*Set exercise*: Return all the entries exactly, keeping pictures out.
══ Extracted entries ══
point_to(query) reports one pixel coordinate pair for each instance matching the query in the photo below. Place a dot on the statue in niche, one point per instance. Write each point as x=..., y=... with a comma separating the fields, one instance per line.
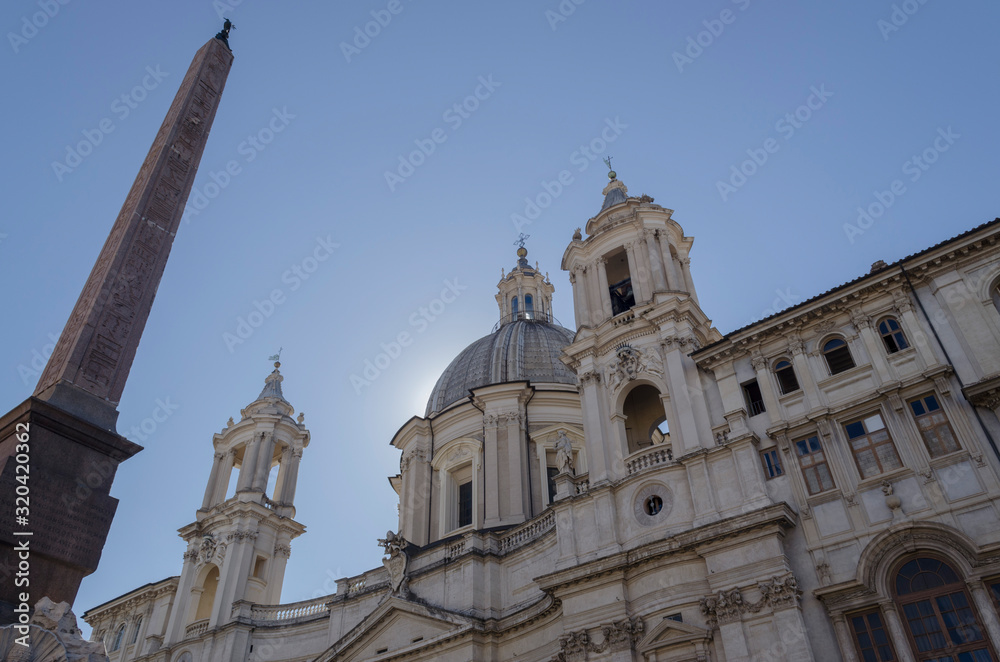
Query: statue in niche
x=564, y=454
x=394, y=545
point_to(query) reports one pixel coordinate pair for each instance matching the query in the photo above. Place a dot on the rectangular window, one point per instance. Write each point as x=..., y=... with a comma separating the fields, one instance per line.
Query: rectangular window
x=873, y=450
x=465, y=504
x=934, y=427
x=620, y=282
x=754, y=400
x=871, y=637
x=552, y=473
x=815, y=471
x=772, y=463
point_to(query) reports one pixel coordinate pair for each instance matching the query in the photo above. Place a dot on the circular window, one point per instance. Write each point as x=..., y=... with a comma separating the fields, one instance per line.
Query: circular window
x=652, y=503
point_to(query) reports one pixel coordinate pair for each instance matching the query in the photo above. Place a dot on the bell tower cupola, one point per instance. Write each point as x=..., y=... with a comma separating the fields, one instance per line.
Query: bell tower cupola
x=524, y=293
x=240, y=541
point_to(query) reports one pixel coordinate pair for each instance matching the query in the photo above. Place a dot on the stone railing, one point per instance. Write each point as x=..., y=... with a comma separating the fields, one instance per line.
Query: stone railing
x=197, y=628
x=658, y=455
x=525, y=534
x=291, y=611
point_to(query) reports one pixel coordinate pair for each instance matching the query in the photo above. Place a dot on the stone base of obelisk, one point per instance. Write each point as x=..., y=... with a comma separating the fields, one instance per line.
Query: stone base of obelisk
x=65, y=490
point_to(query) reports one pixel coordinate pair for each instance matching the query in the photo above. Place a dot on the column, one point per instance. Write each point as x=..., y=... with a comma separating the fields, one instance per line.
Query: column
x=635, y=269
x=491, y=492
x=264, y=457
x=291, y=477
x=688, y=281
x=896, y=633
x=655, y=261
x=249, y=465
x=668, y=259
x=766, y=385
x=579, y=302
x=874, y=346
x=212, y=486
x=844, y=639
x=225, y=473
x=604, y=290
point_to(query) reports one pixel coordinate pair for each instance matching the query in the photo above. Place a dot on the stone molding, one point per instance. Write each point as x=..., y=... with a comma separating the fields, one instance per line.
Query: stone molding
x=777, y=593
x=617, y=636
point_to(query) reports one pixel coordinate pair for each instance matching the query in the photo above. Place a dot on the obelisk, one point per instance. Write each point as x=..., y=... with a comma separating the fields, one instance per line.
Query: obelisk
x=65, y=433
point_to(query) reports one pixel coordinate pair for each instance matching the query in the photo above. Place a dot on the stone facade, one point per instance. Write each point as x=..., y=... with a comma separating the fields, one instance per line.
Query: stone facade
x=793, y=490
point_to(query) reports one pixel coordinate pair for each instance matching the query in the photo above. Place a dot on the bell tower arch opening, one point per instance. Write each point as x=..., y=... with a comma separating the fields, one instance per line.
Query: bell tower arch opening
x=645, y=418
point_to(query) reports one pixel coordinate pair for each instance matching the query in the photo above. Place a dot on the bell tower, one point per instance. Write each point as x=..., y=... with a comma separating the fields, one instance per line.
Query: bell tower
x=240, y=540
x=524, y=293
x=638, y=319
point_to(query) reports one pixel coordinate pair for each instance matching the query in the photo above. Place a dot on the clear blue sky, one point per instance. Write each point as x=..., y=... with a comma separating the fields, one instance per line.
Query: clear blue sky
x=883, y=89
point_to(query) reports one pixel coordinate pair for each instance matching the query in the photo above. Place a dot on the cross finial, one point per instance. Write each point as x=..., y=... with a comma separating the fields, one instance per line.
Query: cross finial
x=611, y=173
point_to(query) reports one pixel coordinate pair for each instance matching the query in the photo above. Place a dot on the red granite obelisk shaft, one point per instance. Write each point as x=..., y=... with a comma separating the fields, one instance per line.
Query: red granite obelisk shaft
x=95, y=352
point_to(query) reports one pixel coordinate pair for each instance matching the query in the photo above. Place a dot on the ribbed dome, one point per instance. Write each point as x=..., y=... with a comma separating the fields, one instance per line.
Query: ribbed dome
x=521, y=350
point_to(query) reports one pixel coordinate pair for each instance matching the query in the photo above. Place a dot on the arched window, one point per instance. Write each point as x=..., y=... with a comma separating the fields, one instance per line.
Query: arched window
x=892, y=335
x=118, y=638
x=940, y=619
x=837, y=355
x=785, y=373
x=135, y=630
x=644, y=418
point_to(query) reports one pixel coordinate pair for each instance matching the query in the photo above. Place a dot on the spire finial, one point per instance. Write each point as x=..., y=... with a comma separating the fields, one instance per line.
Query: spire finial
x=522, y=252
x=611, y=173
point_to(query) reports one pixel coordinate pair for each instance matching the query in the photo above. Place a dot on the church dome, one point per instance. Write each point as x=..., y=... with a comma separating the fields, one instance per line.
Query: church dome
x=524, y=349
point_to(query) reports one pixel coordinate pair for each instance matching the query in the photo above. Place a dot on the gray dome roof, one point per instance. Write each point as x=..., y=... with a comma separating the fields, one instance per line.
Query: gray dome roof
x=521, y=350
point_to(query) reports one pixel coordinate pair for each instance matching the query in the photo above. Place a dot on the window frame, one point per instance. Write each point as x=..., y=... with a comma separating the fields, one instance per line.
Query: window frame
x=135, y=631
x=788, y=369
x=845, y=346
x=872, y=446
x=776, y=464
x=864, y=614
x=927, y=415
x=754, y=407
x=928, y=595
x=119, y=638
x=890, y=335
x=814, y=464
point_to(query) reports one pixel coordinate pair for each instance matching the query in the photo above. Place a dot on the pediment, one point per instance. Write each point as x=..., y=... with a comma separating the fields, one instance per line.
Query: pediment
x=673, y=641
x=396, y=626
═══
*The completed task*:
point_to(query) reports one pixel coordinate pair for each instance matching the query in the photo below. Place a dot on the statue in niche, one point per instance. Write each point as x=..., y=... with a comma separating the fields, one instance per line.
Query: statue in niche
x=564, y=454
x=394, y=545
point_to(query) reports one pixel coordinate pair for each instance matching the query in the photo above. Place a dot on the rectangular window, one point per instance. Write each point as x=..., y=... with a comma separating the fields, one instance per line.
Query: rectangular window
x=873, y=450
x=465, y=504
x=934, y=427
x=620, y=282
x=754, y=400
x=871, y=637
x=552, y=473
x=815, y=471
x=772, y=463
point_to(query) reports one pixel coordinate pair for each instance matching the query in the photo above. Place a dot on the circular window, one point per instance. Write each point as x=..., y=... with a comma separating the fields, one instance per line.
Query: circular window
x=652, y=503
point_to(query) reports one pixel coordinate pair for each instance matching the query in the photo above. Place a dot on the bell tower cupola, one point per instance. Write each point as x=..., y=... with a comma separating the fields, one instance per line.
Query: bell tower cupola
x=524, y=293
x=240, y=541
point_to(query) reports one pixel coordinate pair for each instance matching the query in the photo above. Place a dot on the stone railing, one point per instance. Write each point as x=..., y=... with a comma separating the fields, one instance per line.
Query: stone railing
x=197, y=628
x=658, y=455
x=525, y=534
x=291, y=611
point_to(query) reports one pixel coordinate pair for each instance matching the query in the photo above. Place a dot on the stone base of obelisk, one point per instance. Write each point as x=..., y=... with a comma separating the fields, one instance per line.
Query: stone base of obelisk
x=65, y=490
point_to(query) reports one pixel coordinate pair for each instance matching the query in the photo above. Place a dot on the column, one point per instance. Write each point as x=..., y=... with a comma separating the fields, one instance per line.
Query: column
x=635, y=269
x=491, y=492
x=264, y=457
x=291, y=477
x=688, y=281
x=896, y=633
x=655, y=261
x=249, y=465
x=668, y=259
x=766, y=385
x=579, y=302
x=874, y=346
x=212, y=486
x=844, y=639
x=225, y=473
x=604, y=290
point_to(query) reports one pixel coordinate pair for each instance matching the query in the photo above. Place a dot on the stone molding, one point per instance. Write each point as x=..., y=... with a comma separating the fields, one instance per line.
Query: stone molding
x=777, y=593
x=617, y=636
point_to(query) reports one pixel coordinate pair for each instance matching the query in the photo above. Place a dot on the obelisk, one point per instance. Write each point as x=..., y=... with a comma separating the fields, one instance per line.
Query: obelisk
x=65, y=433
point_to(query) reports one pixel coordinate pair for each instance matching the query in the photo above. Place a dot on the stone facade, one point per instance. Write each point as x=..., y=... with a comma separating the fields, one instance per line.
Query: stone facade
x=793, y=490
point_to(query) reports one pixel coordinate pair for each instance matching the query in the photo above. Place a dot on the bell tower arch opening, one point per instance. Write each point as x=..., y=... with a comma separating the fields, one instance per line.
Query: bell tower arch opening
x=645, y=418
point_to(query) reports one pixel coordinate pair for each instance matching the query in the photo above. Place a dot on the bell tower, one point per instance. Write each point as x=..., y=... with a comma separating the fields, one instance per line.
Query: bell tower
x=240, y=540
x=524, y=293
x=638, y=319
point_to(query) reports one pixel coordinate pair for each instance matching the query in the photo above. Place a dot on the clear blue sky, one point per instance. Write each point as x=..., y=... with a comma separating the fields, one instance per line.
Query: clear blue sky
x=883, y=89
point_to(query) reports one pixel coordinate pair for each instance matching the query in the photo above. Place a dot on the cross finial, one point per instance. Write each point as x=..., y=... with a comma separating the fields, one instance per line.
Query: cross finial
x=611, y=173
point_to(query) reports one pixel coordinate pair for each instance matching the query in the photo above. Place a dot on the red granite obelisk shaft, one point per instance. Write each point as x=..., y=... with a comma separating the fields, one instance per line.
Query: red granite obelisk shaft
x=95, y=352
point_to(query) reports one pixel coordinate pair for each instance matching the query in the photo above. Place a dot on the ribbed dome, one point per instance. Write each point as x=..., y=... with a comma separating the fields, one instance per line.
Query: ribbed dome
x=521, y=350
point_to(query) reports one pixel coordinate pair for each instance matching the query in the photo above. Place a dot on the arched window, one point per instance. Write each point as x=..., y=... with a comma separating the fields, one instance per line.
Query: arched window
x=892, y=335
x=118, y=638
x=940, y=619
x=837, y=355
x=785, y=373
x=135, y=630
x=644, y=418
point_to(query) reports one pixel coordinate pair for each instance matching the query in the photo above. Place a dot on the spire finial, one point per instance. Write each point as x=..., y=... with a comma separating the fields, one instance per line.
Query: spire finial
x=522, y=252
x=611, y=173
point_to(query) reports one pixel coordinate pair for each instance matching the query in the photo above. Place a dot on the church dome, one point per instance. Write each point as x=..., y=... with a comma separating the fields, one instance per line.
Query: church dome
x=524, y=349
point_to(query) reports one pixel coordinate pair for each instance matching the query in the photo above. Place a dot on the gray dome roof, one point per instance. Write each point as x=..., y=... with a comma separating the fields, one instance per line.
Query: gray dome roof
x=521, y=350
point_to(query) reports one pixel coordinate pair for each instance matching the query in the photo above. Place a dot on the window frame, one point per instance. Write each point as x=..., y=... with a comma separating the fields, one instance per line.
Query: window frame
x=135, y=631
x=788, y=369
x=845, y=346
x=872, y=446
x=776, y=464
x=864, y=614
x=927, y=415
x=754, y=407
x=928, y=595
x=119, y=638
x=890, y=335
x=814, y=464
point_to(query) reports one pixel coordinate pair for each instance matching the query in the photo above. Place a dot on the pediment, one point per instance. Write each point as x=..., y=... with a comma separating the fields, one instance per line.
Query: pediment
x=673, y=641
x=396, y=626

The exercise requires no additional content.